What is required: Copy the rows below word for word, from the first row through the line containing "x=1026, y=468", including that line.

Provided information:
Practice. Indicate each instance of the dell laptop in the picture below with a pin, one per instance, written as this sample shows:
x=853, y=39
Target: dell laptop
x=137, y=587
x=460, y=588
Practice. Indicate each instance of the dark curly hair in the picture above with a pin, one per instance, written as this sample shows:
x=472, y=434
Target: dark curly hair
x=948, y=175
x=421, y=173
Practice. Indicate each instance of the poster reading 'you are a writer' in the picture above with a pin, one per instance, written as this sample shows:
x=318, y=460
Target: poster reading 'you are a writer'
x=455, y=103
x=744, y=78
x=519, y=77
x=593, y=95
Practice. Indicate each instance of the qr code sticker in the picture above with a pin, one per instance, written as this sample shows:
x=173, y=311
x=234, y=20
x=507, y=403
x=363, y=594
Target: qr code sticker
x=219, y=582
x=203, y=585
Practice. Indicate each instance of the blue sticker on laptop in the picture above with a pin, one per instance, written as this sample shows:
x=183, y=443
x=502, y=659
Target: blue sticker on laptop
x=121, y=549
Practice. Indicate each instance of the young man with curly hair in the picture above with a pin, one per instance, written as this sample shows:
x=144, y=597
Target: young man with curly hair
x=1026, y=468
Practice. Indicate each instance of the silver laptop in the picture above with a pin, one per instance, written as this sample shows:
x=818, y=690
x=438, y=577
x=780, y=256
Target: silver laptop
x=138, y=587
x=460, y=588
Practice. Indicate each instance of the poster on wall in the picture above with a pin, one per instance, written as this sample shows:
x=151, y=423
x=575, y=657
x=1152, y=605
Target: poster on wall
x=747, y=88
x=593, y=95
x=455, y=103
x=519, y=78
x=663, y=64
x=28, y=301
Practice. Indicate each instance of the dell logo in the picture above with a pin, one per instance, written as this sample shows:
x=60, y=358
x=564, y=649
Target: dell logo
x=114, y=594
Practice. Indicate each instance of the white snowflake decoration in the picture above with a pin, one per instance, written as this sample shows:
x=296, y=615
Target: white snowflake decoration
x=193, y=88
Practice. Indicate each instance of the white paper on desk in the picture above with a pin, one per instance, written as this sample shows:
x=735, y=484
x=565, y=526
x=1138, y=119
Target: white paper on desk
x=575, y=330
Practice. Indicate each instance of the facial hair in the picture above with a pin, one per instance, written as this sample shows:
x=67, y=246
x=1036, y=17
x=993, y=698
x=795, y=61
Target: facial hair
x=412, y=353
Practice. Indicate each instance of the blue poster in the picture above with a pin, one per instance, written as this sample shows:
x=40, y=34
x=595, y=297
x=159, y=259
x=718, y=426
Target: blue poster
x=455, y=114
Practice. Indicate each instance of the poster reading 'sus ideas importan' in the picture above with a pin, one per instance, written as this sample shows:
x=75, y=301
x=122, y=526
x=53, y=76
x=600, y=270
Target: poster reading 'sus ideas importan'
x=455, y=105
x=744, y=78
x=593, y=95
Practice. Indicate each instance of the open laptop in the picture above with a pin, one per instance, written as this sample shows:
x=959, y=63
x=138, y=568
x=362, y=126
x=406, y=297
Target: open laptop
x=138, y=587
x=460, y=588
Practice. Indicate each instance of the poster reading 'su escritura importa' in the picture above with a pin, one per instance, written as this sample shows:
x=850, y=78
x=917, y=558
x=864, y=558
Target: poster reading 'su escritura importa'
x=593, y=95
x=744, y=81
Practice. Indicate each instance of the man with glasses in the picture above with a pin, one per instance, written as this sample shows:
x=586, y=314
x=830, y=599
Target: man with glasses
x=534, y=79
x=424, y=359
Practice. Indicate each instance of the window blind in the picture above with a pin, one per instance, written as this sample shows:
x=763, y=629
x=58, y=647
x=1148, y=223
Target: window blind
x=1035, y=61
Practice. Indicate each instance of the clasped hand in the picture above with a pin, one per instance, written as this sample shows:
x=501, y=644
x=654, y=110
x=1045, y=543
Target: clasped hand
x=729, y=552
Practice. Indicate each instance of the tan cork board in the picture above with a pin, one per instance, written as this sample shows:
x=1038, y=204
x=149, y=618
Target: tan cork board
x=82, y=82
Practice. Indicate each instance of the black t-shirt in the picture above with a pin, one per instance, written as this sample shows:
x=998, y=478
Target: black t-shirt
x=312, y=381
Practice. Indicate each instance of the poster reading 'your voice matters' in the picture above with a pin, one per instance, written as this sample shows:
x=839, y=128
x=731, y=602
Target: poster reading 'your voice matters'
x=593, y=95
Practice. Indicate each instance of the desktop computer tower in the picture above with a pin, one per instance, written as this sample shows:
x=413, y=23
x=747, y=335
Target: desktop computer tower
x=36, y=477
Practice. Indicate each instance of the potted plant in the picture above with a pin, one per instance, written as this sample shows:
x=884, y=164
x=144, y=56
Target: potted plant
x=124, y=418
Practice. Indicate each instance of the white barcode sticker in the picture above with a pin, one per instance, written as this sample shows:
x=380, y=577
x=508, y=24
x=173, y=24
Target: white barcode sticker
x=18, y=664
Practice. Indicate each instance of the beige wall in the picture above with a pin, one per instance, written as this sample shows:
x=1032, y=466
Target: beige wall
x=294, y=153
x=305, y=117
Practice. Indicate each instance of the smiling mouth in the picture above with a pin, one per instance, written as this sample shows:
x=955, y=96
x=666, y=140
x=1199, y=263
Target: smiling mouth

Reply:
Practice. Indicate each instance of the dell laptop in the picture below with a pin, one per instance, written as this sample shows:
x=853, y=39
Target: dell laptop
x=137, y=587
x=460, y=588
Practice. Indicate each instance of the dark curly hair in the picture above with a pin, one per instance, written as this sample shows:
x=472, y=434
Target: dark curly hair
x=948, y=175
x=421, y=173
Practice. Indicate each instance of the poster reading 'you are a writer' in the picture above with a pin, one per instance, written as this sample shows:
x=318, y=460
Target: poster reading 'you are a writer'
x=455, y=103
x=744, y=78
x=519, y=77
x=593, y=95
Practice. Indicate each instance of the qr code sticker in the picture above with a pin, one per instance, written as this sample shows:
x=173, y=311
x=234, y=20
x=507, y=403
x=363, y=594
Target: qr code sticker
x=219, y=582
x=203, y=585
Practice. Indicate each instance of the blue sticker on laptop in the picture above with a pin, one per instance, written as this sample shows:
x=183, y=443
x=502, y=659
Target: blue sticker on laptop
x=121, y=549
Practice. Indicate each instance of the young man with curly hair in the picture above with a pin, one per instance, written as this sample shows:
x=144, y=597
Target: young man with curly hair
x=1026, y=468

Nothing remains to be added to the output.